Darkness is often seen as inherently negative, but Jewish texts offer a more complex understanding.

Next week, just days before the winter solstice, we will begin our celebration of Hanukkah. In the Northern Hemisphere, the days have been growing increasingly short, the nights increasingly long. On the solstice itself, we will bask in the light of our Hanukkah candles at the darkest moment of the year, when the North Pole is tilted farther from the sun than at any other point in the year. At this pivotal moment of peak darkness, Hanukkah offers us an opportunity to find meaning not only in the oft-cited miracle of the flickering candle lights, but also in the beauty, mystery and depth of darkness.

Darkness is not widely appreciated in our culture. We tend to deride or ignore it, dismissing it as having no real value in and of itself. Rather than be curious about the darkness of these deep winter days, more often we find ourselves biding our time until the light returns or manufacturing light to obscure the darkness. Dictionary definitions of darkness tend to reflect precisely this tendency, seeing darkness as the lack of something we value — most commonly light, but also knowledge — not something with any positive benefit or even an identity of its own.

■ Task list:
**1.** Reproduce word for word everything in the passage on darkness and Hanukkah from "Next week, just" down to "depth of darkness.".
**2.** According to the passage on darkness and Hanukkah, what do dictionary definitions usually describe darkness as lacking?
The lines after this point are separate material with no connection to the passage on darkness and Hanukkah.

■ Dataset content:
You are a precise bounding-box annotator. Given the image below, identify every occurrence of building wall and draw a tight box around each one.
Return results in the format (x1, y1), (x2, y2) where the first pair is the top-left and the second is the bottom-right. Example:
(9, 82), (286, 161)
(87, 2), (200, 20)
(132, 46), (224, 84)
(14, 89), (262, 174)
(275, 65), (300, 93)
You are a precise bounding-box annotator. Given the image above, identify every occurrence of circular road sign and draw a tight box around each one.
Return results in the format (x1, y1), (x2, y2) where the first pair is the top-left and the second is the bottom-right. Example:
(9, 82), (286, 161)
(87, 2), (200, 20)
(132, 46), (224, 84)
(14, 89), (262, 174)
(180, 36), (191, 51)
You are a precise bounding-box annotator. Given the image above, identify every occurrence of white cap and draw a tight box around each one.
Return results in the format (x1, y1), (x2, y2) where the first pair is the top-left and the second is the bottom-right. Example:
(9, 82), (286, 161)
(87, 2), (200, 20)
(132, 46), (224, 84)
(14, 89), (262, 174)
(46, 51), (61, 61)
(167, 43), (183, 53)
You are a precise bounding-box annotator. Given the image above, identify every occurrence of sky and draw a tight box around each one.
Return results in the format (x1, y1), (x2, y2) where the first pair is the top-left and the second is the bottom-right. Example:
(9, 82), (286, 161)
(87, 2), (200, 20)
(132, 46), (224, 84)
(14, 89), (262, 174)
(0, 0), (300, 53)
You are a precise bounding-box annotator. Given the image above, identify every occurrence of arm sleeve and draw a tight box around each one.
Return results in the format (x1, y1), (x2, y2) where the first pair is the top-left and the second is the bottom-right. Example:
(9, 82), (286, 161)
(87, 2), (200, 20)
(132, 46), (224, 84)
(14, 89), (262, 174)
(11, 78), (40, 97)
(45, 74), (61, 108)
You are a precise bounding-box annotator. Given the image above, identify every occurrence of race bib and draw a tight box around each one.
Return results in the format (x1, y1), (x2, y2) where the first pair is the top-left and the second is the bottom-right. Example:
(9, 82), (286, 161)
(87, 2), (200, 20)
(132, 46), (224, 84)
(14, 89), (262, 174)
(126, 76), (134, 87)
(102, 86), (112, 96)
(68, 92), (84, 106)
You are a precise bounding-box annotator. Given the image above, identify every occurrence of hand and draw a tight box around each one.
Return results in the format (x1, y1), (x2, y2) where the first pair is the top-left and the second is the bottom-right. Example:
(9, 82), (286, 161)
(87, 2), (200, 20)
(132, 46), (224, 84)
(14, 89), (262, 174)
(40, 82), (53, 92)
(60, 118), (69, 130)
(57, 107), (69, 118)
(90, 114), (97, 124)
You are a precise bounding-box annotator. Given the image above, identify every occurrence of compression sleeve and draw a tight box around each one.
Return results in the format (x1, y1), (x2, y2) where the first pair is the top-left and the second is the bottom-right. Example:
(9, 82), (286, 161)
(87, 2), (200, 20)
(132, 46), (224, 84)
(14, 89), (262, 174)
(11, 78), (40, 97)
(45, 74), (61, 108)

■ List of solutions:
**1.**
Next week, just days before the winter solstice, we will begin our celebration of Hanukkah. In the Northern Hemisphere, the days have been growing increasingly short, the nights increasingly long. On the solstice itself, we will bask in the light of our Hanukkah candles at the darkest moment of the year, when the North Pole is tilted farther from the sun than at any other point in the year. At this pivotal moment of peak darkness, Hanukkah offers us an opportunity to find meaning not only in the oft-cited miracle of the flickering candle lights, but also in the beauty, mystery and depth of darkness.

**2.** Most commonly light, but also knowledge.